DIRECTIONS FOR THIS TASK —
What follows is a listing; give it again exactly, in its entirety.

▼

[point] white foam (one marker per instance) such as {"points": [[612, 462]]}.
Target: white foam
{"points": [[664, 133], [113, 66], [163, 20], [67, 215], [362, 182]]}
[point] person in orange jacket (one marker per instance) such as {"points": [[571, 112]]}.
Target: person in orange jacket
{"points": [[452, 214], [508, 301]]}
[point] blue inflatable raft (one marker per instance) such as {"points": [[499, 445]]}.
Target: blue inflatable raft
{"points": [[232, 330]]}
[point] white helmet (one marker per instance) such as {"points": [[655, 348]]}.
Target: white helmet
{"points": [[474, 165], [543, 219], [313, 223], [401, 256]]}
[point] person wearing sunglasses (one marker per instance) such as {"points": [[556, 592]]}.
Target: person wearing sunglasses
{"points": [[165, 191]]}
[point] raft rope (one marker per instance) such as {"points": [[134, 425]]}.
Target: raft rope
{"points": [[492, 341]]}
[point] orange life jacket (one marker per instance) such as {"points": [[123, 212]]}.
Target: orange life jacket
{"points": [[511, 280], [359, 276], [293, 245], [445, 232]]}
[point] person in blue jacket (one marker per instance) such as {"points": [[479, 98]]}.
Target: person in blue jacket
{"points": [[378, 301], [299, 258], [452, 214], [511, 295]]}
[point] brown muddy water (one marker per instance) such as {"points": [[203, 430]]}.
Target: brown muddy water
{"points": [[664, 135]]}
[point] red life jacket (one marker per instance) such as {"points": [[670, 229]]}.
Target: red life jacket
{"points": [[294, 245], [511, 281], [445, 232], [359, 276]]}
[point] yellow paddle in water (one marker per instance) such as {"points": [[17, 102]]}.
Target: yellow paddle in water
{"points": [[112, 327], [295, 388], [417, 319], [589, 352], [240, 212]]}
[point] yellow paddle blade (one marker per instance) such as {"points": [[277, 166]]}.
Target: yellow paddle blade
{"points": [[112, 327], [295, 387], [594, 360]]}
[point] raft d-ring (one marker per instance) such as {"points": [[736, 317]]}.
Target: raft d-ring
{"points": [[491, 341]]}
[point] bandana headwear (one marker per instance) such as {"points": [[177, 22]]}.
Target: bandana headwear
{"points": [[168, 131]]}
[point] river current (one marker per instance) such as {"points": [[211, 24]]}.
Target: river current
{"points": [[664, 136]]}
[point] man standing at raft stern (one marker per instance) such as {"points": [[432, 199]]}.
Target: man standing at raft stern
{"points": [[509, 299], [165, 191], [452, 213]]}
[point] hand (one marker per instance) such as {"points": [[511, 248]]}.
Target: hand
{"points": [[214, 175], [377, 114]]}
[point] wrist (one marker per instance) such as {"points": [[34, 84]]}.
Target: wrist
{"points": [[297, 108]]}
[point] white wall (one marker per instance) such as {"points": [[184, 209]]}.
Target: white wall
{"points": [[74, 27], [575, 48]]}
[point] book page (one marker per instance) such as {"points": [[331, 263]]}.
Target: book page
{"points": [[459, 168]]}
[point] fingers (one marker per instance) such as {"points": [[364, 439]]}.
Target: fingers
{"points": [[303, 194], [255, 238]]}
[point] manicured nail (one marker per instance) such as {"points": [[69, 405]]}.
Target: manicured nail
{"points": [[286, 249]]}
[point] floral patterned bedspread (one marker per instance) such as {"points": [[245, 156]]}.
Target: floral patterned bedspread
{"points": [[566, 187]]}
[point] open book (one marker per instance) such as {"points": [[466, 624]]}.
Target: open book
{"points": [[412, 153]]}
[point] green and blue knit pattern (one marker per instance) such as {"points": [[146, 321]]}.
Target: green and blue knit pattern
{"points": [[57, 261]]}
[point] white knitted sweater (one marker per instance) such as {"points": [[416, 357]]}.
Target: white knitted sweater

▲

TASK RESULT —
[point] white foam (one marker per instance) such as {"points": [[612, 462]]}.
Target: white foam
{"points": [[664, 133], [113, 66], [163, 20], [67, 215], [362, 182]]}
[point] person in orange jacket (one marker per instance) such as {"points": [[571, 112]]}.
Target: person in orange jacket
{"points": [[452, 214], [508, 301]]}
[point] blue inflatable raft (one marker per instance) such as {"points": [[499, 445]]}.
Target: blue inflatable raft
{"points": [[232, 330]]}
[point] white helmet (one marker per instance) such as {"points": [[655, 348]]}.
Target: white helmet
{"points": [[474, 165], [543, 219], [313, 223], [401, 256]]}
[point] person wearing sunglasses (one marker per instance) such as {"points": [[556, 592]]}.
Target: person wearing sunglasses
{"points": [[165, 191]]}
[point] raft rope (one marker per instance) such as {"points": [[134, 425]]}.
Target: raft rope
{"points": [[492, 341]]}
[point] orange life jacket (one marker per instance) such as {"points": [[123, 212]]}.
Target: orange life jacket
{"points": [[511, 280], [359, 276], [293, 245], [445, 232]]}
[point] person in blue jacket (one marker per instance) such as {"points": [[479, 98]]}.
Target: person in blue jacket
{"points": [[378, 301], [299, 258], [452, 214], [511, 295]]}
[point] brown muddy water (one marker per instance) such as {"points": [[203, 430]]}.
Target: brown muddy water
{"points": [[664, 135]]}
[point] red life jacket (one marker per instance) such as {"points": [[670, 229]]}.
Target: red life jacket
{"points": [[294, 245], [511, 281], [445, 232], [359, 276]]}
[point] yellow paddle in water (one marker per instance) such as {"points": [[17, 102]]}.
Target: yellow paddle in water
{"points": [[112, 327], [295, 388], [417, 319], [589, 352], [240, 212]]}
[point] yellow paddle blade (one marker per instance) such as {"points": [[277, 166]]}.
Target: yellow paddle blade
{"points": [[112, 327], [295, 387], [594, 360]]}
[point] raft d-ring (one marker per instance) such as {"points": [[736, 317]]}.
Target: raft d-ring
{"points": [[491, 341]]}
[point] bandana headwear (one marker per instance) such as {"points": [[177, 22]]}.
Target: bandana headwear
{"points": [[168, 131]]}
[point] river current (one marker per instance) such as {"points": [[211, 24]]}.
Target: river current
{"points": [[664, 136]]}
[point] man standing at raft stern (one marker per instance) such as {"points": [[432, 199]]}.
Target: man standing at raft stern
{"points": [[509, 299], [165, 191], [452, 213]]}
[point] hand (one marker per instance) such as {"points": [[511, 248]]}.
Target: hand
{"points": [[214, 175], [377, 114]]}
[point] wrist (one marker per instance) such as {"points": [[34, 84]]}.
Target: wrist
{"points": [[297, 108]]}
[point] white wall (one marker per instance) such as {"points": [[184, 209]]}.
Target: white wall
{"points": [[74, 27], [575, 48]]}
[point] book page (one marker per instance) such as {"points": [[331, 263]]}.
Target: book page
{"points": [[459, 168]]}
[point] fingers (one marker per instance) such as {"points": [[364, 439]]}.
Target: fingers
{"points": [[303, 194], [255, 238]]}
[point] manicured nail (one marker per instance) such as {"points": [[69, 405]]}.
Target: manicured nail
{"points": [[286, 249]]}
[point] floral patterned bedspread (one marker per instance) such as {"points": [[245, 156]]}.
Target: floral patterned bedspread
{"points": [[566, 187]]}
[point] open book (one marker per instance) such as {"points": [[466, 624]]}.
Target: open book
{"points": [[412, 153]]}
[point] green and blue knit pattern (one marker per instance) such as {"points": [[146, 321]]}.
Target: green and blue knit pattern
{"points": [[57, 261]]}
[point] white knitted sweater (one marker per instance) such as {"points": [[416, 357]]}.
Target: white knitted sweater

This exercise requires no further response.